§ **WORK INSTRUCTION**
When you reach the line with "Target: man's hand" in the data below, begin printing lines exactly, and stop once the line with "Each instance of the man with" has been printed.

»»

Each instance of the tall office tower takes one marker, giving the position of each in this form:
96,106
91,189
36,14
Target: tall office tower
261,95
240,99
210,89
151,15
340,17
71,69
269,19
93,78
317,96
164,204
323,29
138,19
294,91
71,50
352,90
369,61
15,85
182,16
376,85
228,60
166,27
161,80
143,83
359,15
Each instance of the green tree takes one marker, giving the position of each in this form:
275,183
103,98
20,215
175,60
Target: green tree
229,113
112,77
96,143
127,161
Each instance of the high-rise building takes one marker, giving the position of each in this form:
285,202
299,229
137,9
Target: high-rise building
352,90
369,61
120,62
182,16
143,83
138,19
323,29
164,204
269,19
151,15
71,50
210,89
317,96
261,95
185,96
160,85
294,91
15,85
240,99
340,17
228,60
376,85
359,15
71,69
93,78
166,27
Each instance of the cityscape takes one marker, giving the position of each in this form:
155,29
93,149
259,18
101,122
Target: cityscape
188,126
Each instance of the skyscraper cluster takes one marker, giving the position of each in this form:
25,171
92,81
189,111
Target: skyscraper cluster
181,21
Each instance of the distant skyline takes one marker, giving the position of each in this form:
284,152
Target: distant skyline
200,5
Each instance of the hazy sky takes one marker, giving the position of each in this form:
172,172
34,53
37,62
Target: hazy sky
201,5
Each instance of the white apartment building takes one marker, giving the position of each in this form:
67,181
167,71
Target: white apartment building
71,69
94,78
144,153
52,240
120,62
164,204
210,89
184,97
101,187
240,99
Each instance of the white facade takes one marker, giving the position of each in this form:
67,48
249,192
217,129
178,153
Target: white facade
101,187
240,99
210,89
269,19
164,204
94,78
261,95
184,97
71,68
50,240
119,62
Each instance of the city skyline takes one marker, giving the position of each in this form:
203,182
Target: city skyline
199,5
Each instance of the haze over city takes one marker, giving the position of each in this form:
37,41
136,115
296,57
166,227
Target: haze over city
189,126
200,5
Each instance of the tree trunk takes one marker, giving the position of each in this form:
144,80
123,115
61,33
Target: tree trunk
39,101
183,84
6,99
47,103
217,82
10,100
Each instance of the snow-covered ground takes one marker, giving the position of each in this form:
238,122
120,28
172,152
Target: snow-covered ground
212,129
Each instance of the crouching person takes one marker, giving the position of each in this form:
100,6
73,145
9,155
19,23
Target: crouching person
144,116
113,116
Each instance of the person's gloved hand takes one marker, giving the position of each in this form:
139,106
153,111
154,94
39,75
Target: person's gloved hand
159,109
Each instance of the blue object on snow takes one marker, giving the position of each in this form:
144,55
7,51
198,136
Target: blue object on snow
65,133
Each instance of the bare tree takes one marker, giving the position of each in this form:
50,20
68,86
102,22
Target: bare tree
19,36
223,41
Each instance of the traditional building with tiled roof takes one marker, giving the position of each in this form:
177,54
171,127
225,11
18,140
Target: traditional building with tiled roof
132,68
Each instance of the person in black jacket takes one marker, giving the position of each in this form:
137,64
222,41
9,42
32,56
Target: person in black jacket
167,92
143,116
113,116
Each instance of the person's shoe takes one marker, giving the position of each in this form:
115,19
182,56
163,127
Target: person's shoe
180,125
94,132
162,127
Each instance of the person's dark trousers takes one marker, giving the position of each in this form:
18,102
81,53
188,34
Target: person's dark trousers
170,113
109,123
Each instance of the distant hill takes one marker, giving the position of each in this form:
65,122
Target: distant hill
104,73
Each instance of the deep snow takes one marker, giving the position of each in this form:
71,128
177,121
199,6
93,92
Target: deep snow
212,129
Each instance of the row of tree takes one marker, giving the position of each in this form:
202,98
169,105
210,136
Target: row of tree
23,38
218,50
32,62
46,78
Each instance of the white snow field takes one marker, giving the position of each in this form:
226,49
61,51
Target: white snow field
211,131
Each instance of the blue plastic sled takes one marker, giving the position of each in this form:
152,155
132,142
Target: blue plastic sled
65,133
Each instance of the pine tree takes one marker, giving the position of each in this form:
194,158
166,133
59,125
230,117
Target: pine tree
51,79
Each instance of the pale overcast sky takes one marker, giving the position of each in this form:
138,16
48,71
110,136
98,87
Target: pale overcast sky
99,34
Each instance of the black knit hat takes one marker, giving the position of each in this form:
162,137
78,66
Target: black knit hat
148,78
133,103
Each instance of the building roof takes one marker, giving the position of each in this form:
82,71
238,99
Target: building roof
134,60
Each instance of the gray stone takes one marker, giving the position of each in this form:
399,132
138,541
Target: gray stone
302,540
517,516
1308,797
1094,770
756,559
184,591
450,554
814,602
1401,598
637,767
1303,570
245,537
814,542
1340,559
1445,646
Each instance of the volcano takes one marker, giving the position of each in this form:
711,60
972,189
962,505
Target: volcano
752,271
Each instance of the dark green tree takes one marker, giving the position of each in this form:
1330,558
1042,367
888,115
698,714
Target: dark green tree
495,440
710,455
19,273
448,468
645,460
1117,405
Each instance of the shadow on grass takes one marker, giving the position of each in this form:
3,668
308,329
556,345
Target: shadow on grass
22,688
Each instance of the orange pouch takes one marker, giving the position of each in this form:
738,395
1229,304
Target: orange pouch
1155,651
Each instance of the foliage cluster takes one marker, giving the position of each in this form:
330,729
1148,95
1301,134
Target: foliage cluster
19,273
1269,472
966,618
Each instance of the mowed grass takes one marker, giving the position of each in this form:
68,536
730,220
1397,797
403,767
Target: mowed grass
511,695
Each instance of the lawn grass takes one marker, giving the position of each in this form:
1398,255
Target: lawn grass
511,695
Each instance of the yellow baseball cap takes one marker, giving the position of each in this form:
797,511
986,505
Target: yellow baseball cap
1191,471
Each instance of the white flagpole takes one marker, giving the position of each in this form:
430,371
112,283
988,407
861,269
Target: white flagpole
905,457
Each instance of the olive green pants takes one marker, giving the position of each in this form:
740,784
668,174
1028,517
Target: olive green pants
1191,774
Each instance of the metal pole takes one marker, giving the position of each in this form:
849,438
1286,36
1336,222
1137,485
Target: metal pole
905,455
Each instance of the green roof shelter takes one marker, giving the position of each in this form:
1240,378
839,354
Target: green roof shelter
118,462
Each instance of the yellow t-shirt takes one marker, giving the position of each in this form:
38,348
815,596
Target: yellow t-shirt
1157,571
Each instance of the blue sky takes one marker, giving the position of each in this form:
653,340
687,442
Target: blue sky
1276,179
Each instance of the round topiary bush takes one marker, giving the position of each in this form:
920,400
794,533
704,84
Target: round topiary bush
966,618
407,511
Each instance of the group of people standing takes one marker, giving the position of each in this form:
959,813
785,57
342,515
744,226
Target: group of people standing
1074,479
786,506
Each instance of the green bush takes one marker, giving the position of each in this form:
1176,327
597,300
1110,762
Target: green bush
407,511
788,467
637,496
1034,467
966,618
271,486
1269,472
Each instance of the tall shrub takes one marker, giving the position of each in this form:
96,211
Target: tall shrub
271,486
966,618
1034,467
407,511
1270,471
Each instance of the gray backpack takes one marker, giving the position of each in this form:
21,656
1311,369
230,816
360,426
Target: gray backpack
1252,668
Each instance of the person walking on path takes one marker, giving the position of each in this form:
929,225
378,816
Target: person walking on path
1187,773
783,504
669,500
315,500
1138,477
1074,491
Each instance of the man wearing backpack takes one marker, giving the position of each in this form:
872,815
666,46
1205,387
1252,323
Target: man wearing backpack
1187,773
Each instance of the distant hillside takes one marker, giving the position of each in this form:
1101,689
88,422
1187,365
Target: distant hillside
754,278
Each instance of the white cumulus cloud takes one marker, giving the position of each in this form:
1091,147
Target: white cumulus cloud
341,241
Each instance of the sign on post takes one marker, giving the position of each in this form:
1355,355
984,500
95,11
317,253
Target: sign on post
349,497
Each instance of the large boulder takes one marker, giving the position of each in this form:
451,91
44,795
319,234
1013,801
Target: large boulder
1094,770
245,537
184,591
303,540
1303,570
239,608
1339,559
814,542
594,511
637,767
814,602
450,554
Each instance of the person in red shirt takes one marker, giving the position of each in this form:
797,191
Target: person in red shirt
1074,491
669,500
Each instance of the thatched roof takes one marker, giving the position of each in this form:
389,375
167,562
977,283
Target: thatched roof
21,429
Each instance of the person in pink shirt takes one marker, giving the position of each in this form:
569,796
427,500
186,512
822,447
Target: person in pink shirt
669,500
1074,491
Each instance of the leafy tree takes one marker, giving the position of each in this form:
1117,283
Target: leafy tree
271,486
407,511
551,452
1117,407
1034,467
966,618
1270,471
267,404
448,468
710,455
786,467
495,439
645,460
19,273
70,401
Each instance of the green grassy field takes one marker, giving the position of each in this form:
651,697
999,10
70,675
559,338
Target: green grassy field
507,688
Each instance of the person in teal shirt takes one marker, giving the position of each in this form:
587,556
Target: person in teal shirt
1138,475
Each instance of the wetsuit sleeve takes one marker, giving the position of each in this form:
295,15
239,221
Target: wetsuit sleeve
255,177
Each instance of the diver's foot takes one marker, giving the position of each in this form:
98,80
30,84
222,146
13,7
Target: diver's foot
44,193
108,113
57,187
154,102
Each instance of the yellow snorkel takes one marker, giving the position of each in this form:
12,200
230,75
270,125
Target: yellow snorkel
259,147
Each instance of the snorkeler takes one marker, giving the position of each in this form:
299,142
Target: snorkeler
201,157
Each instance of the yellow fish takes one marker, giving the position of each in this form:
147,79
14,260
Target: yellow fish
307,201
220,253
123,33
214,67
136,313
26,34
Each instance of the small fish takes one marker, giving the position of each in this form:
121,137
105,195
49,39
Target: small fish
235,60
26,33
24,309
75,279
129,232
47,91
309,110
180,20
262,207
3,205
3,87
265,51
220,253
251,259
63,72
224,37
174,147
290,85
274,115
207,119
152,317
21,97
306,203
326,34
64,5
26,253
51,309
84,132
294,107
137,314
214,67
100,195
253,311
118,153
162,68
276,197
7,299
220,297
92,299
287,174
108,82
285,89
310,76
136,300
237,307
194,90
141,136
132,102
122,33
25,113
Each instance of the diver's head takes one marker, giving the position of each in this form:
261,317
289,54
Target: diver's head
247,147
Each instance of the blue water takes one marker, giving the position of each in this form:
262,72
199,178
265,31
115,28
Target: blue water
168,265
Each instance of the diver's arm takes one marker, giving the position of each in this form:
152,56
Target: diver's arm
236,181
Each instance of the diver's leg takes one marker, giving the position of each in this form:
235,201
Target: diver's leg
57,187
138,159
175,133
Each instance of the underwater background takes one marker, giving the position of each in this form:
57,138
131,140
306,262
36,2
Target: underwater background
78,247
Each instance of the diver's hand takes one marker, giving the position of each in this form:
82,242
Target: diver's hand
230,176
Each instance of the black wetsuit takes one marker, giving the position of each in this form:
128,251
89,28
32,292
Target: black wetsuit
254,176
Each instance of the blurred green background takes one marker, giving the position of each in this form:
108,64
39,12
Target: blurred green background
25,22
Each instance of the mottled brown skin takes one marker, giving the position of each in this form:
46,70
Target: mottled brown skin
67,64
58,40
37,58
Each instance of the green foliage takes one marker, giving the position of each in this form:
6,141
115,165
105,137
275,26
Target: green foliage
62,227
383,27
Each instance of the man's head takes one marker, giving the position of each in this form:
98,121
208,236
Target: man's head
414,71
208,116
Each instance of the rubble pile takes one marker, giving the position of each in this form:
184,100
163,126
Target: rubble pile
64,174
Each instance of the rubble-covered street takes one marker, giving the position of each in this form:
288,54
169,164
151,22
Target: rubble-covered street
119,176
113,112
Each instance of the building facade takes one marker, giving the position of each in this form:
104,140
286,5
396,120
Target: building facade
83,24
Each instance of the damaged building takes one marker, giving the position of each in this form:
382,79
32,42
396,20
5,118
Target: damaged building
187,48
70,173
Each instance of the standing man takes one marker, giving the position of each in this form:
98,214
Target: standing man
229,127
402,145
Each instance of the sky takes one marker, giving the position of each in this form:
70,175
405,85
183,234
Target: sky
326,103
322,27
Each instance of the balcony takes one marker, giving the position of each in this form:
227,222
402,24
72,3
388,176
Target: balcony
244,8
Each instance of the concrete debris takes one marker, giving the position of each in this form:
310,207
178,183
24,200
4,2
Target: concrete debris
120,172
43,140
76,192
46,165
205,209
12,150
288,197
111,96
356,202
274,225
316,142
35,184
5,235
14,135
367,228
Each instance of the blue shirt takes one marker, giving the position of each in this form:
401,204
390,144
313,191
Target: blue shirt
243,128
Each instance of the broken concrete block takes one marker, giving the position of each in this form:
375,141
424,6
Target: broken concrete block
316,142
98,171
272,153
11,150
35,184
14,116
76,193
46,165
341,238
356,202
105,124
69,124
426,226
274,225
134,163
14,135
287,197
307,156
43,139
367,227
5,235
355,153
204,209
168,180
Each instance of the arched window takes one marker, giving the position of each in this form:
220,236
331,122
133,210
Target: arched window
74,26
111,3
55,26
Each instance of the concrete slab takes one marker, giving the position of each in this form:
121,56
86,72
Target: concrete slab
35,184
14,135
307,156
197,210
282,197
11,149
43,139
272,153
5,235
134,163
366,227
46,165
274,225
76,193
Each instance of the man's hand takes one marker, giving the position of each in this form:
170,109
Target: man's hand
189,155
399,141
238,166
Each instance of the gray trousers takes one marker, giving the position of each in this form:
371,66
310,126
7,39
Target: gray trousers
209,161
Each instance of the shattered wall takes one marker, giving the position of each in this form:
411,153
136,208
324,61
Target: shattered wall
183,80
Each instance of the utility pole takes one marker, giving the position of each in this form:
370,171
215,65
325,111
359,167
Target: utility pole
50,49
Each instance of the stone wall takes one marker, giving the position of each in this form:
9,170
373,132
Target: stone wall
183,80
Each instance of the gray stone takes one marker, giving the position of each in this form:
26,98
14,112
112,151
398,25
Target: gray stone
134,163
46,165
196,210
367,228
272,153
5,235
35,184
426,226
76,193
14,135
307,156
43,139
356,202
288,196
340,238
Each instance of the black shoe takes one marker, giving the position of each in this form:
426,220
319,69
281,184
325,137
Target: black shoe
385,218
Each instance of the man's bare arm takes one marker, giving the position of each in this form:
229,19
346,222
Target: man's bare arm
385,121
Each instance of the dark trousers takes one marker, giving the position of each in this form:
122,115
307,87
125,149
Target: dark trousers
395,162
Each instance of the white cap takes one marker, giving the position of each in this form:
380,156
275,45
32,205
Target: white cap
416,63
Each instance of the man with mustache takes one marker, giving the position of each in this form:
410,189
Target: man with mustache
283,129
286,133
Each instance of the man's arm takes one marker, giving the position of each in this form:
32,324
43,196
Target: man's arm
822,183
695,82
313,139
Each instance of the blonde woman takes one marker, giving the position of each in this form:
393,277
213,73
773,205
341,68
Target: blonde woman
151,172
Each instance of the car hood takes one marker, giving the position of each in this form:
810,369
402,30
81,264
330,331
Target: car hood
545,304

««

§ **COMPLETED TASK**
Target: man's hand
189,155
399,141
238,166
Each instance of the gray trousers takes one marker, giving the position of each in this form:
371,66
310,126
7,39
Target: gray trousers
209,161
Each instance of the shattered wall takes one marker, giving the position of each in this form:
411,153
136,208
324,61
Target: shattered wall
183,80
Each instance of the utility pole takes one marker, giving the position of each in this form:
370,171
215,65
325,111
359,167
Target: utility pole
50,49
Each instance of the stone wall takes one marker, giving the position of each in this form:
9,170
373,132
Target: stone wall
183,80
Each instance of the gray stone takes one marker, giving the position of each in this form:
26,98
14,112
112,151
398,25
Target: gray stone
134,163
46,165
196,210
367,228
272,153
5,235
35,184
426,226
76,193
14,135
307,156
43,139
356,202
288,196
340,238
Each instance of the black shoe takes one marker, giving the position of each in this form:
426,220
319,69
281,184
325,137
Target: black shoe
385,218
Each instance of the man's bare arm takes one marker, giving the position of each in this form:
229,19
346,222
Target: man's bare arm
385,121
Each instance of the dark trousers takes one marker, giving the position of each in this form:
122,115
307,87
125,149
Target: dark trousers
395,162
Each instance of the white cap takes one marker, giving the position of each in this form:
380,156
275,45
32,205
Target: white cap
416,63
Each instance of the man with mustache takes one marker, giving the position of each in this form:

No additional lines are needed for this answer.